_Work required_
Reproduce the data below verbatim from the line containing "target | street lamp" through its final line, and produce nothing more.

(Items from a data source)
-- -- --

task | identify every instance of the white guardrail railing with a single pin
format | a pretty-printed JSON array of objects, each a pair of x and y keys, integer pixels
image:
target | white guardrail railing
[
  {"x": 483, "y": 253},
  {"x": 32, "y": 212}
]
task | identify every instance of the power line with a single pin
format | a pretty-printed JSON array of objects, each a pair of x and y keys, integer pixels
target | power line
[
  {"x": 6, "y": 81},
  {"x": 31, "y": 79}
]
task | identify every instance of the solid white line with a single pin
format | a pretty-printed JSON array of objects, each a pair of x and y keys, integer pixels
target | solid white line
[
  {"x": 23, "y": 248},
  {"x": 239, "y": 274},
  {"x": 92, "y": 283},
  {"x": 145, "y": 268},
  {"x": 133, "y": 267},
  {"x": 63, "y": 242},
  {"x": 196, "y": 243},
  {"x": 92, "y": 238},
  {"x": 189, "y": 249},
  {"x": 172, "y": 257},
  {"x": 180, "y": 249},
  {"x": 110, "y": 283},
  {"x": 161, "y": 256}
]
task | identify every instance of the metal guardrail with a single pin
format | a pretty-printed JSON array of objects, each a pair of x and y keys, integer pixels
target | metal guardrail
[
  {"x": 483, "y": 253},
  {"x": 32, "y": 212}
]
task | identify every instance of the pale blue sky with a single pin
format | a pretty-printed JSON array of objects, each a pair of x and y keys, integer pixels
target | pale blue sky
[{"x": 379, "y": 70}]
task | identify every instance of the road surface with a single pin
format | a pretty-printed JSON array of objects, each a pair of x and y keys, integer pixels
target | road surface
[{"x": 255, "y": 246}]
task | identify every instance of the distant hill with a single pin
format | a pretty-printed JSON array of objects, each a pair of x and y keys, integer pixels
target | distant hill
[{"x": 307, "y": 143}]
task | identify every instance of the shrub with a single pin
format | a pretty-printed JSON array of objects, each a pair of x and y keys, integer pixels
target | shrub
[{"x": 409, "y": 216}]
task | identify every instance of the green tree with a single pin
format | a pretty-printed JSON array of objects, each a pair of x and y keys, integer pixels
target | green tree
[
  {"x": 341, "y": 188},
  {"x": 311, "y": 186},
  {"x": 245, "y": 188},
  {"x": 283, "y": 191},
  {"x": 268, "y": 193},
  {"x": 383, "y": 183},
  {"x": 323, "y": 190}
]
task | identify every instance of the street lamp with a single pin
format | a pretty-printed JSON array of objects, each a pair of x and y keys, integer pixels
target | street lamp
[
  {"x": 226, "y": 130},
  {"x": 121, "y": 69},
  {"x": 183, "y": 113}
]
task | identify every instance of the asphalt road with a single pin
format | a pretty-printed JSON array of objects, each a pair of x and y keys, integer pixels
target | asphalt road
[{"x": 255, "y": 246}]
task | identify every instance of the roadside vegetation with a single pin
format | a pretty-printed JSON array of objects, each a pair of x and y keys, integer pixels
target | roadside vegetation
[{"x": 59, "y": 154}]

-- -- --

_Exercise response_
target | street lamp
[
  {"x": 226, "y": 130},
  {"x": 121, "y": 69},
  {"x": 183, "y": 113}
]
task | identify every instance of the asphalt road with a single pin
format | a pretty-printed JSON array of objects, each a pair of x and y keys, integer pixels
target | asphalt road
[{"x": 255, "y": 246}]
task | identify every instance of the roadside vegetation with a single pin
format | a pretty-printed JSON array of objects, each a pair of x and y keys, integer pixels
target | roadside vegetation
[{"x": 59, "y": 154}]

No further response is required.